**WORK REQUIRED:**
Format every row below as a JSON list of strings, one string per line, and skip any blank lines.

[Extracted data entries]
-.-.-

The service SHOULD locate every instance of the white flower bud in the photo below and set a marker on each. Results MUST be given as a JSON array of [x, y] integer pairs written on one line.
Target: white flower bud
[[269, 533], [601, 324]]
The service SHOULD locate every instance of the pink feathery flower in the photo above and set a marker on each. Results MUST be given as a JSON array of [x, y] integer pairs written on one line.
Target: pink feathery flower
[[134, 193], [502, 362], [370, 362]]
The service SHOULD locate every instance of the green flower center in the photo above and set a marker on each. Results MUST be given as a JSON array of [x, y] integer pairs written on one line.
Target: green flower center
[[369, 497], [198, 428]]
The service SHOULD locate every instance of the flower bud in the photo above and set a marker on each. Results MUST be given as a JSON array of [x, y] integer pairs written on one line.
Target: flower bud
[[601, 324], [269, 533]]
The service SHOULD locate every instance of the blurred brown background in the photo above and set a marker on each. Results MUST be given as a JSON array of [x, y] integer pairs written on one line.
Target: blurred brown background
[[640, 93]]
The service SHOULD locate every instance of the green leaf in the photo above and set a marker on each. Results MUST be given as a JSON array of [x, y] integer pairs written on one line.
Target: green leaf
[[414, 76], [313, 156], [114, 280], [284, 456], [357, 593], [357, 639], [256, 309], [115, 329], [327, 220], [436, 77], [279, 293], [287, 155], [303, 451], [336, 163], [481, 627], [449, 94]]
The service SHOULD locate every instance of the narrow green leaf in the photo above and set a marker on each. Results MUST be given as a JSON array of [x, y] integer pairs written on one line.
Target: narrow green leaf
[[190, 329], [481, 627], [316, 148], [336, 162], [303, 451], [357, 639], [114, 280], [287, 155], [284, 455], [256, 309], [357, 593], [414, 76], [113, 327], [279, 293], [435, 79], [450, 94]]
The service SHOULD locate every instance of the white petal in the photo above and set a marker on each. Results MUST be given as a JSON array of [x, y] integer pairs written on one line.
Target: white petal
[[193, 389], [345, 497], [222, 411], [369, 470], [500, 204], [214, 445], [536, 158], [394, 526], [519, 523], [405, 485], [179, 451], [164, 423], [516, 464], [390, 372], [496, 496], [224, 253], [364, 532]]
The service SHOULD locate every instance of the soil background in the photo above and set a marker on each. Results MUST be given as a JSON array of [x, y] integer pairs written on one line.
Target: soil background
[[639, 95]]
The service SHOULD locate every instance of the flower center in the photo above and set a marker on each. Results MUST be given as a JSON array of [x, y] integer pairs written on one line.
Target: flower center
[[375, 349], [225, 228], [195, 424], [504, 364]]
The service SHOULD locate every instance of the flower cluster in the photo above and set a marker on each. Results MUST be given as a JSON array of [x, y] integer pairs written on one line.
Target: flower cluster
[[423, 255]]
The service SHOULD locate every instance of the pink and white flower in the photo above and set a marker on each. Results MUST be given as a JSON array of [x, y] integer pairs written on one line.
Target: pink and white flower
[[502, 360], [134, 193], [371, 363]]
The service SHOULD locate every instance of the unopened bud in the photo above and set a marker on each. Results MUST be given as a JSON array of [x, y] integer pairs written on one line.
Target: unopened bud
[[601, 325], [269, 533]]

-.-.-

**ANSWER FOR THE TASK:**
[
  "The service SHOULD locate every instance of the white flower bud in the photo below and set a marker on each. Results MUST be given as a JSON array of [x, y] integer pairs written on one line.",
  "Target: white flower bud",
  "[[269, 533], [601, 324]]",
  "The service SHOULD locate every instance of the pink feathery flower in the photo above and set a marker on each. Results MUST be given as a JSON array of [x, y] integer pairs written on one line.",
  "Target: pink feathery flower",
  "[[134, 193], [502, 362], [370, 362]]",
  "The service SHOULD locate every instance of the green flower center in the photo above and set a marker on each. Results MUST be given as a JSON array of [x, y] integer pairs written on one line.",
  "Target: green flower center",
  "[[369, 497], [198, 428]]",
  "The service SHOULD locate every instance of the flower bud in the photo above and set a marker on each. Results MUST be given as a JSON array of [x, y] integer pairs written on one line.",
  "Target: flower bud",
  "[[601, 324], [269, 533]]",
  "The service SHOULD locate every instance of the blurred brown background in the photo above and set a marker on each. Results MUST be given as a JSON array of [x, y] integer pairs written on one line.",
  "Target: blurred brown background",
  "[[640, 93]]",
  "The service SHOULD locate every instance of the green leaf in the photo above and set a marker on each. Results MUST be given as a JSON array of [x, y] integer pairs written on one line.",
  "Target: green leaf",
  "[[414, 76], [313, 156], [114, 280], [284, 456], [357, 593], [357, 639], [256, 309], [115, 329], [327, 220], [436, 77], [279, 293], [287, 155], [303, 451], [336, 163], [481, 627], [449, 94]]",
  "The service SHOULD locate every instance of the narrow green leaf in the photo above and set a marker on each. Results MUST be given as a JSON array of [x, y] integer pairs written on one line.",
  "Target: narrow green leaf",
  "[[190, 329], [481, 627], [316, 148], [336, 162], [303, 451], [357, 639], [114, 280], [287, 155], [284, 455], [256, 309], [357, 593], [414, 76], [113, 327], [279, 293], [435, 79], [450, 94]]",
  "The service SHOULD locate every instance of the white petal in the photo above and set a marker on each. Results MUST be given as a JSON array of [x, y] integer pairs written on one line.",
  "Target: white petal",
  "[[193, 389], [345, 497], [222, 411], [369, 470], [500, 204], [214, 445], [536, 158], [394, 526], [519, 523], [405, 485], [179, 451], [164, 423], [516, 464], [390, 372], [496, 496], [224, 253], [364, 532]]",
  "The service SHOULD locate every instance of the soil background in the photo above and set a marker on each. Results MUST be given as a JSON array of [x, y] integer pairs written on one line.",
  "Target: soil background",
  "[[639, 95]]",
  "The service SHOULD locate every instance of the flower center in the photo above and set a marker on each. Results MUST be given as a JSON array of [x, y] integer pairs written on one line.",
  "Target: flower center",
  "[[375, 349], [225, 228], [195, 424], [504, 364]]",
  "The service SHOULD locate every instance of the flower cluster in the photo above and set a marker on each. Results MUST be given as a JSON array of [x, y] integer pairs written on one line.",
  "Target: flower cluster",
  "[[423, 255]]",
  "The service SHOULD locate every instance of the pink and white flower in the photo above and set a marker on each. Results MUST be given as a JSON array of [x, y] integer pairs written on one line.",
  "Target: pink and white flower",
  "[[502, 360], [134, 193], [371, 363]]",
  "The service SHOULD locate every instance of the unopened bud in the photo above and set a marker on each. Results MUST be given as a JSON array of [x, y] integer pairs written on one line.",
  "Target: unopened bud",
  "[[601, 325], [269, 533]]"
]